EXERCISE TASK: Condense the paragraph of the FSDP diagnostics documentation that begins "These three signals together" into a short list that keeps its main facts.

SOURCE:
· · · · · · ·
Reports, on rank 0: 1. Resolved FSDP strategy settings (sharding, mixed precision, policies). 2. Post-wrap module-tree statistics (FSDP units, CheckpointWrappers, top names). 3. Per-phase peak GPU memory (forward / backward / optimizer) for the first num_logged_batches training steps.

These three signals together let us distinguish OOM root causes
  • if (1) shows the wrong policy / dtype, the config is not right, eg. YAML did not merge correctly, etc.;
  • if (2) shows only one FSDP unit / no CheckpointWrappers, the auto-wrap or activation-checkpointing policy did not fire on the target layer class (so the model is effectively un-sharded or fully materialized);
  • if (3) shows the peak in forward, activation memory dominates; if in optimizer, parameter / state shards dominate.

FSDPDiagnosticsCallback

Bases: Callback

Lightning Callback that surfaces FSDP wrap and per-phase memory stats.

__init__(num_logged_batches=3, log_module_tree_top_k=5, log_to_logger=True)

Parameters:

Name Type Description Default
num_logged_batches int

How many of the first training batches to instrument with peak-memory measurements. Set to 0 to disable per-batch logging.

3
log_module_tree_top_k int

How many sample module names of each kind (FSDP unit, CheckpointWrapper) to print.

5
log_to_logger bool

If True and a Trainer logger is configured, also push memory metrics through trainer.logger.log_metrics.

True
· · · · · · ·
ROWS:
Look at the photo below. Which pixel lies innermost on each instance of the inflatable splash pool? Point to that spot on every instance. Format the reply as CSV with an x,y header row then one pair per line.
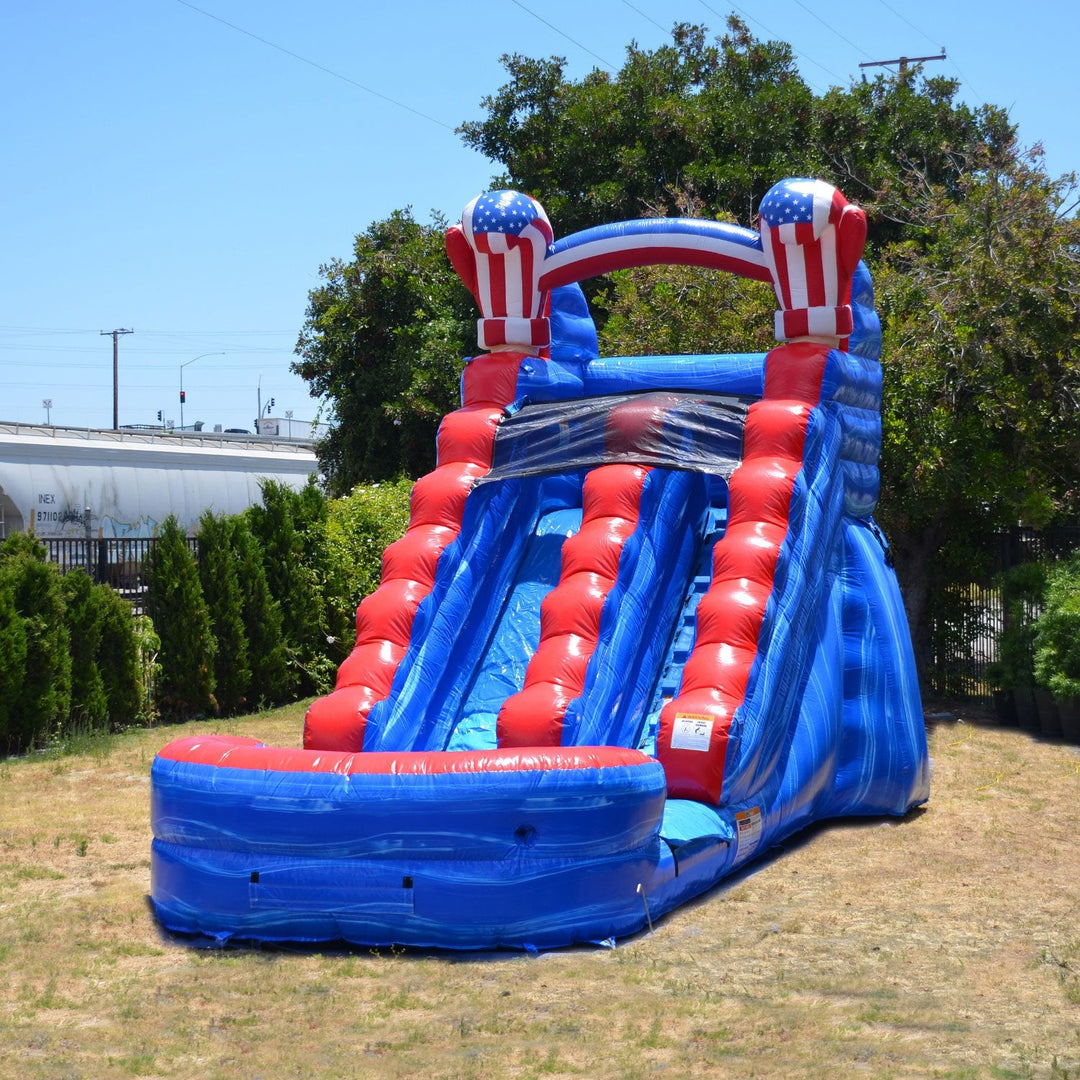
x,y
640,629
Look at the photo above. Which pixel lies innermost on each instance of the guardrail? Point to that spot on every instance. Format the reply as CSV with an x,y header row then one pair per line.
x,y
117,563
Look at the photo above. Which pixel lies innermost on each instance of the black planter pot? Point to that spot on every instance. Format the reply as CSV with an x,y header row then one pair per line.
x,y
1050,721
1004,706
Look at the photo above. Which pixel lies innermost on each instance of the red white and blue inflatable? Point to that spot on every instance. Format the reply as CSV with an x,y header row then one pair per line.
x,y
642,626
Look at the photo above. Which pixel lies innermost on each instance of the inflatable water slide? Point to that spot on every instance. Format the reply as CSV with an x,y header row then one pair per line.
x,y
640,629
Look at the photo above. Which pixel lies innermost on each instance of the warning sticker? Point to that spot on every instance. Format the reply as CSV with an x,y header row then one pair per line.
x,y
691,731
748,827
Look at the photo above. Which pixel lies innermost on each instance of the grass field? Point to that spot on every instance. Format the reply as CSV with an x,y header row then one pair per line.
x,y
943,945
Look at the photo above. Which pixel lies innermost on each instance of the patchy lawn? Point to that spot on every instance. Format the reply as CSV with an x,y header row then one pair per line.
x,y
943,945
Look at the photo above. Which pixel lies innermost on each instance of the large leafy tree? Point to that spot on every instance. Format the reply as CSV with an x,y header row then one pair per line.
x,y
725,121
383,339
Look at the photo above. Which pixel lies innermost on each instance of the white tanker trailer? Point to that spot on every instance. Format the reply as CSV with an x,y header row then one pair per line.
x,y
82,483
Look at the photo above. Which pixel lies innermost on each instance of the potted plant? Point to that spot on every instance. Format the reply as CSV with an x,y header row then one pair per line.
· · · · · · ·
TASK ANSWER:
The three signals help identify the root cause of an OOM:
- Wrong policy or dtype in the resolved settings: the config is wrong (e.g., the YAML did not merge correctly).
- Only one FSDP unit or no CheckpointWrappers in the module tree: the auto-wrap or activation-checkpointing policy did not fire on the target layer class, so the model is effectively un-sharded or fully materialized.
- Peak memory in forward: activation memory dominates. Peak in optimizer: parameter/state shards dominate.